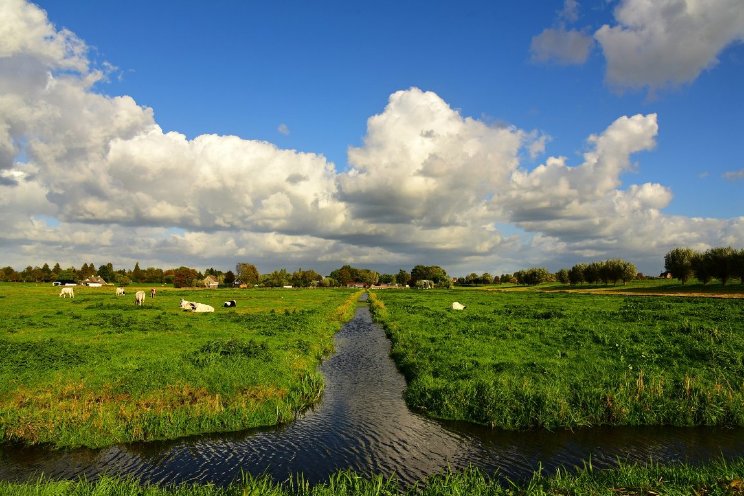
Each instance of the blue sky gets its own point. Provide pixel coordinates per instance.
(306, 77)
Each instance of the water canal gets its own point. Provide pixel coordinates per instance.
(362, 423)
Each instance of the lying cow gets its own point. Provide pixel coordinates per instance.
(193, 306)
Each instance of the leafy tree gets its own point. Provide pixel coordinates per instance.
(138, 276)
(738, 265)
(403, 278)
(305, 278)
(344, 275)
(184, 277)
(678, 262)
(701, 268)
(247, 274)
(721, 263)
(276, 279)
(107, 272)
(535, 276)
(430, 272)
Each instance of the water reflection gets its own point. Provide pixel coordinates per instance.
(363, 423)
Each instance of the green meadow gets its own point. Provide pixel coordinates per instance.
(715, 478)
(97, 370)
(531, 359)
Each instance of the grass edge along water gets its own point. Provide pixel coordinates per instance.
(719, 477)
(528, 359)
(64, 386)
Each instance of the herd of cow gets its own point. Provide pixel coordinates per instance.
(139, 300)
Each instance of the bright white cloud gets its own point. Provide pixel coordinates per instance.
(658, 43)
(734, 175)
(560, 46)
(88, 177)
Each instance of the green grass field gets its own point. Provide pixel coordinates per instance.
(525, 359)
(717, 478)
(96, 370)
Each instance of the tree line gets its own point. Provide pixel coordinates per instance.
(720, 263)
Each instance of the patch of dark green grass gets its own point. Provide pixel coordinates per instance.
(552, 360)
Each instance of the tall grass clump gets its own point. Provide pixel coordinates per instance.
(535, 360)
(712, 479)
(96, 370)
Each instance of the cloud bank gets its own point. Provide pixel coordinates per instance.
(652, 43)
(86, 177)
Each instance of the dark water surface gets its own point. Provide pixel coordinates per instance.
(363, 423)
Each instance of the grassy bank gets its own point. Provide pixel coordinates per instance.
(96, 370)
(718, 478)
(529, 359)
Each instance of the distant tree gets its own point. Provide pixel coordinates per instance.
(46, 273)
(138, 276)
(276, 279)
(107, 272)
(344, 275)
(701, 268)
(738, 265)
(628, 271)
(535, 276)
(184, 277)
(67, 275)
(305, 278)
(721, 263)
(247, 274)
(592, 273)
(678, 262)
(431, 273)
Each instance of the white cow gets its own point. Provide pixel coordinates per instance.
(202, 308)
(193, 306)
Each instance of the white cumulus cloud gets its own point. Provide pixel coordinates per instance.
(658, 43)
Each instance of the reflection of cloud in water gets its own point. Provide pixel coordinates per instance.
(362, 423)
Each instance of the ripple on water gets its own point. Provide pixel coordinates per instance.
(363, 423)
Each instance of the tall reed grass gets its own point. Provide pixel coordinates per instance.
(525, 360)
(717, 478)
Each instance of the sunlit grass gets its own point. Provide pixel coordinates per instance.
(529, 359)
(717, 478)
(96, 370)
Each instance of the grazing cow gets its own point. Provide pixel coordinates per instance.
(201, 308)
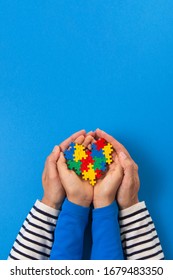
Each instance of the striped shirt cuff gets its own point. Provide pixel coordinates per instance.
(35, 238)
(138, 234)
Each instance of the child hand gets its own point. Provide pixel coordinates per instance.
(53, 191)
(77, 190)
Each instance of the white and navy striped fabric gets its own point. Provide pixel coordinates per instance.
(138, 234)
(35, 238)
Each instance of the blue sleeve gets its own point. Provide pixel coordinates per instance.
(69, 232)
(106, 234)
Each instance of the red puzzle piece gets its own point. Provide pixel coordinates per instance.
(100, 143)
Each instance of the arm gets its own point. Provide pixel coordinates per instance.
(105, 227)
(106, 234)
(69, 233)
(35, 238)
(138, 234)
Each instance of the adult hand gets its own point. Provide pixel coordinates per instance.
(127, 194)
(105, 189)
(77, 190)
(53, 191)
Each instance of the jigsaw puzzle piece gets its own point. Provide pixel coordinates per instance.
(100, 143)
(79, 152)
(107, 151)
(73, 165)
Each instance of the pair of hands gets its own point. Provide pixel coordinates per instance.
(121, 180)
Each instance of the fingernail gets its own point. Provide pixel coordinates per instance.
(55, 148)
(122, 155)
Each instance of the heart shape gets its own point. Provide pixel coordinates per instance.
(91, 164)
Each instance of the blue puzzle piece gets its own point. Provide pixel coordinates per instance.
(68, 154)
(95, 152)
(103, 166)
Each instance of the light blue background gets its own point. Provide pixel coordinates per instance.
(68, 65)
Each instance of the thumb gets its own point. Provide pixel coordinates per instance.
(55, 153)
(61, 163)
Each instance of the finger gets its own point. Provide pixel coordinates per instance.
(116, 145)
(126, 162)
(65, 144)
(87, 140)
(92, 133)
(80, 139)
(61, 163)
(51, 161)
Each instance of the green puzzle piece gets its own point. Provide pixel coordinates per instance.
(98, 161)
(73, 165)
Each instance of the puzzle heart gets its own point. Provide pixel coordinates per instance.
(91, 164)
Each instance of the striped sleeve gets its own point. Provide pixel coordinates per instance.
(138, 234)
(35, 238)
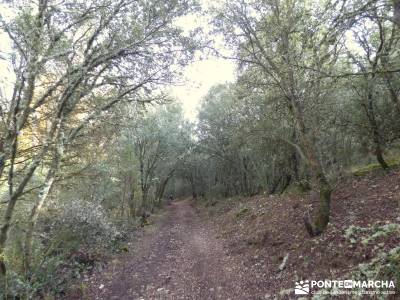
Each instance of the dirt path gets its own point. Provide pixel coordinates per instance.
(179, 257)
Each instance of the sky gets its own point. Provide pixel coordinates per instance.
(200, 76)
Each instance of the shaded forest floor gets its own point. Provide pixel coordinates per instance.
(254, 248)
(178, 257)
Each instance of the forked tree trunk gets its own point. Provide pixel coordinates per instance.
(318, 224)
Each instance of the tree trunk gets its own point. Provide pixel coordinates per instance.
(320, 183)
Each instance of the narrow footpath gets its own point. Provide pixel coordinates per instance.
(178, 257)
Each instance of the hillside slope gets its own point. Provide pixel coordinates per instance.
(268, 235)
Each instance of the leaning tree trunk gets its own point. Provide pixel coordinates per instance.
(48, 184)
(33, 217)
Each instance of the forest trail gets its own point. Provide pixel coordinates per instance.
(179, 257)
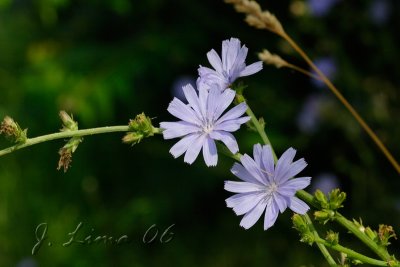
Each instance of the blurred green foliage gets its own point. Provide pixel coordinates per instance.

++++

Stated exercise:
Copy the data word for word, starting at the line that contains "Each instance of the finger gets" and ending with the last line of the data. Leave the pictures out of your copy.

Solution:
Each instance of the finger gets its own point. Provide pixel coordinates per instance.
(116, 145)
(126, 162)
(65, 144)
(87, 140)
(92, 133)
(80, 139)
(61, 163)
(51, 161)
Each instance of the green puzzle piece gets its own point. Provide pixel coordinates per instance.
(98, 161)
(73, 165)
Each instance of the puzzle heart gets its own point. Provide pixel coordinates per instance.
(91, 164)
Each instance of the striped sleeve gets its own point. Provide pixel coordinates per instance.
(138, 234)
(35, 238)
Each instance of the dirt path gets its own point. Provide pixel coordinates per instance.
(179, 257)
Each instance of the sky gets its own point. Provide pixel coordinates per instance.
(200, 76)
Each instance of the shaded forest floor gets its own point. Provide pixel coordinates per instance.
(254, 248)
(178, 257)
Each instance of the forked tree trunk gets its own point. Provide pixel coordinates per instance.
(318, 224)
Each instance of the tree trunk gets its own point. Provide pixel coordinates per instance.
(320, 183)
Each instance of the narrow footpath gets its own point. Provide pixel coordinates per instance.
(178, 257)
Each instance of the hillside slope gets its own point. Provide pixel coordinates per instance.
(268, 235)
Each instance of the leaning tree trunk gets its own point. Provide pixel coordinates per instance.
(48, 184)
(33, 217)
Each instance of the forest trail gets its own point. Provide pixel coordinates per instance.
(179, 257)
Each instance of the blurred green foliage gets its own point. Provide pixel coordinates per instance.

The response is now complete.